» **Tarefa 1**:
Liste todas as pessoas mencionadas pelo nome no texto sobre como conversar com um bolsominion.
» **Tarefa 2**:
Continue o texto sobre como conversar com um bolsominion a partir do ponto em que ele para.

» **Texto selecionado**:
<<<<
Como conversar com um bolsominion?
O Estadão publicou que o Bolsonaro desviou joias oferecidas pelo príncipe saudita..."
"O Estadão? Fala sério: você quer que eu acredite no Estadão?", interrompe o bolsominion, referindo-se ao mais conservador dos jornais do Brasil, o mesmo que apoiou Aécio Neves e Michel Temer contra Dilma Rousseff em editoriais.
"Li na Folha e n"O Globo que o staff do Bolsonaro fraudou o cartão de vacina para permitir que ele escapasse para outro país se precisasse."
"Não acredito em nada do que diz a "Foice de S. Paulo" ou qualquer veículo ligado à globolixo", responde o bolsominion, a propósito do jornal paulistano que branqueou a ditadura militar brasileira, classificando-a de "ditabranda", e da rede de comunicação que admitiu ter editado um debate entre Collor de Mello e Lula da Silva de forma a facilitar a vitória do primeiro na Presidencial de 1989.
"Ok, mas desta vez quem diz é o New York Times e a Economist e o Financial Times e o El País e o Le Monde..."
>>>>
Itens armazenados do conjunto de dados
<<<<
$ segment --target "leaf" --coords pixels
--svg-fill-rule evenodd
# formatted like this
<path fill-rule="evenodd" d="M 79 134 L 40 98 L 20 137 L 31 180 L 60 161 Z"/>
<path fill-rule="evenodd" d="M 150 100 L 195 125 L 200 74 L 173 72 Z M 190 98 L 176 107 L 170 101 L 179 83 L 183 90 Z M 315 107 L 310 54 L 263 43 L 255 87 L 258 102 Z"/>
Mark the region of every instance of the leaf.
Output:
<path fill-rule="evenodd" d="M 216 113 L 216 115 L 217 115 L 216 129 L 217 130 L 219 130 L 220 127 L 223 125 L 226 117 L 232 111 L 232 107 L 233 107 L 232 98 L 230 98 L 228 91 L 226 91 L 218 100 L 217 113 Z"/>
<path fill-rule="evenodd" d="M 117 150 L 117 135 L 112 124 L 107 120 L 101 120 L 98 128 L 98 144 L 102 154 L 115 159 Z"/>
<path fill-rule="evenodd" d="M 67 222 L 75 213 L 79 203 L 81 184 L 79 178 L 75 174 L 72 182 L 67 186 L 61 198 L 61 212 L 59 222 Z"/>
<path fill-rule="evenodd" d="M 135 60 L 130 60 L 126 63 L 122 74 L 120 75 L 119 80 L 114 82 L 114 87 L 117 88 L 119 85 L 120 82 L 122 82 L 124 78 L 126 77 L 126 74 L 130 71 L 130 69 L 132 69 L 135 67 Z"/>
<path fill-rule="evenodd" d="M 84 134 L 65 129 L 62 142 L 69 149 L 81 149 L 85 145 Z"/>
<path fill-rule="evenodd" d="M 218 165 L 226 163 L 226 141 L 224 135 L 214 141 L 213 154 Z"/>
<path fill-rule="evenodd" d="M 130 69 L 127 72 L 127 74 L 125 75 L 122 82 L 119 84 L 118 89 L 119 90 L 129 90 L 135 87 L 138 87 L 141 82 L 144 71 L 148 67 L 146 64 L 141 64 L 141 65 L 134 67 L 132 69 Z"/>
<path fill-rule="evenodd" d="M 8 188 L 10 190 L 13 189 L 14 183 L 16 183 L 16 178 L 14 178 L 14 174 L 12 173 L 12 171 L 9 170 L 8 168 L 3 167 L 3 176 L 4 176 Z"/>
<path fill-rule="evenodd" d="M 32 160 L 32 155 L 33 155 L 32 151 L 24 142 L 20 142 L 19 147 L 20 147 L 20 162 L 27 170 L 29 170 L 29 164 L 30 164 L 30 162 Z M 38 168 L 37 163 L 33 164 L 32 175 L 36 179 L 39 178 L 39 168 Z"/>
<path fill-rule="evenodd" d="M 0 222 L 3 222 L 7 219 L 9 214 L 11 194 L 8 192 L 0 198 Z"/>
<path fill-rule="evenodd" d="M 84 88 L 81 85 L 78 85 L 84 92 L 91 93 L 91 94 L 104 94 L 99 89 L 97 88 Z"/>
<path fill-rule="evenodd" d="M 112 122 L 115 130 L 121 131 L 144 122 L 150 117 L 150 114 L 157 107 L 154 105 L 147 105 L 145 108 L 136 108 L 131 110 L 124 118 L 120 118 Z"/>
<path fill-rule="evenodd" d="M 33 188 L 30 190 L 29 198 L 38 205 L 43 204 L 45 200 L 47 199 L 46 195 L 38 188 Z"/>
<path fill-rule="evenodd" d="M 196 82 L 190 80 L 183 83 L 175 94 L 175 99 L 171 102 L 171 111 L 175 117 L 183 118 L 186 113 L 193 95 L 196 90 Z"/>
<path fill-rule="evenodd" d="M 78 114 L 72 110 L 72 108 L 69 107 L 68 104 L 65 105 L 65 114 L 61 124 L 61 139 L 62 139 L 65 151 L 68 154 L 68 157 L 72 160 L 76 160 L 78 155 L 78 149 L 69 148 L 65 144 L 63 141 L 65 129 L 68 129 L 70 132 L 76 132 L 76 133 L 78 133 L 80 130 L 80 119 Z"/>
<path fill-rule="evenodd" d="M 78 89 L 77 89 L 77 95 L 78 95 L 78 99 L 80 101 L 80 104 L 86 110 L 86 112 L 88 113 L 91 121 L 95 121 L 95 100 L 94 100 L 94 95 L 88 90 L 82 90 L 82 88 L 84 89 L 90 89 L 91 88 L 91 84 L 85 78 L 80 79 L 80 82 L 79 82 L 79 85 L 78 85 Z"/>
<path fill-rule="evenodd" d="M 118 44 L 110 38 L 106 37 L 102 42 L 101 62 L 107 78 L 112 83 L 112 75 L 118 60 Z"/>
>>>>
» **Resposta 1**:
Bolsonaro, Aécio Neves, Michel Temer, Dilma Rousseff, Collor de Mello e Lula da Silva.

» **Resposta 2**:
"Não acredito em jornalista nenhum do mundo inteiro", rebate o bolsominion, consumidor ávido de "notícias", mas só em forma de meme de rede social onde se jura que a vacina contra a covid causa sida, que as sondagens que davam Lula à frente de Bolsonaro nas eleições eram fabricadas e que a votação final só deu razão a essas sondagens fabricadas porque foi, ela própria, fabricada.
"Saiu um estudo, da Rede Penssan, órgão independente do governo que estuda segurança alimentar, a dizer que 33 milhões de brasileiros não tinham, em 2022, a certeza de conseguir fazer três refeições por dia."
"Independente? Quem está por trás desses estudos são professores universitários e os professores universitários são todos comunistas e as universidades são todas antros de maconha", reage o bolsominion, cujo sonho era ter frequentado uma universidade.
"Entretanto a ONU, que fala em fome stricto sensu e não em insegurança alimentar, aponta para 15 milhões de brasileiros a passar fome."
"A ONU? Quem acredita nesses órgãos globalistas? Além do mais, no Brasil, só passa fome quem quer", contrapõe o bolsominion, enquanto se empanturra de picanha no condomínio vizinho a uma favela onde uma família de oito, cujos pai e mãe são catadores de lixo, divide um casebre sem luz elétrica.
"No Brasil, as prisões têm de deixar de ser faculdades do crime sobrelotadas, com quase um milhão de detidos, quase todos negros, a terceira maior população carcerária do planeta, segundo o Conselho Nacional de Justiça."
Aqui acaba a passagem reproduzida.